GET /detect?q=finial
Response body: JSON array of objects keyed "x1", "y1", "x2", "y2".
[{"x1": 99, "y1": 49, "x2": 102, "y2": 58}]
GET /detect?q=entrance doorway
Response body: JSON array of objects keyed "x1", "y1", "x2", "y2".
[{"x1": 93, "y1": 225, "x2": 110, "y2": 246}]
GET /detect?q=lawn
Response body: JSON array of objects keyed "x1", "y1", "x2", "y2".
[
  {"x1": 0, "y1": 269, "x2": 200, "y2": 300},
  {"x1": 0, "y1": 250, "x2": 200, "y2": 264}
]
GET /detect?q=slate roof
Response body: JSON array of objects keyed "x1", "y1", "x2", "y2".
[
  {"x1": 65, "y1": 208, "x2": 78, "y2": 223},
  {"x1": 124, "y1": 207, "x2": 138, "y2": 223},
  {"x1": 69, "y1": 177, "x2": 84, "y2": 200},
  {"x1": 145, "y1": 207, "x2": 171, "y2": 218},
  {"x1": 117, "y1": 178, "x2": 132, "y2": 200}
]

- **Instruction**:
Convert the lines above into a Markdown table with the columns "Row" and "Line", giving each line its own row number and skipping blank lines.

- **Output of the exercise**:
| Row | Line |
|---|---|
| 1 | GET /detect?q=finial |
| 2 | Response body: JSON array of objects keyed "x1", "y1", "x2", "y2". |
| 3 | [{"x1": 99, "y1": 49, "x2": 102, "y2": 58}] |
| 4 | GET /detect?q=entrance doorway |
| 5 | Response body: JSON array of objects keyed "x1", "y1", "x2", "y2". |
| 6 | [{"x1": 93, "y1": 225, "x2": 110, "y2": 246}] |
| 7 | GET /detect?q=lawn |
| 8 | Response body: JSON array of objects keyed "x1", "y1", "x2", "y2". |
| 9 | [ |
| 10 |   {"x1": 0, "y1": 269, "x2": 200, "y2": 300}, |
| 11 |   {"x1": 0, "y1": 250, "x2": 200, "y2": 264} |
| 12 | ] |
| 13 | GET /detect?q=slate roof |
| 14 | Response body: JSON array of objects keyed "x1", "y1", "x2", "y2". |
| 15 | [ |
| 16 |   {"x1": 65, "y1": 208, "x2": 78, "y2": 223}, |
| 17 |   {"x1": 124, "y1": 207, "x2": 138, "y2": 223}, |
| 18 |   {"x1": 69, "y1": 177, "x2": 84, "y2": 200}, |
| 19 |   {"x1": 145, "y1": 207, "x2": 171, "y2": 218}, |
| 20 |   {"x1": 117, "y1": 178, "x2": 132, "y2": 200} |
| 21 | ] |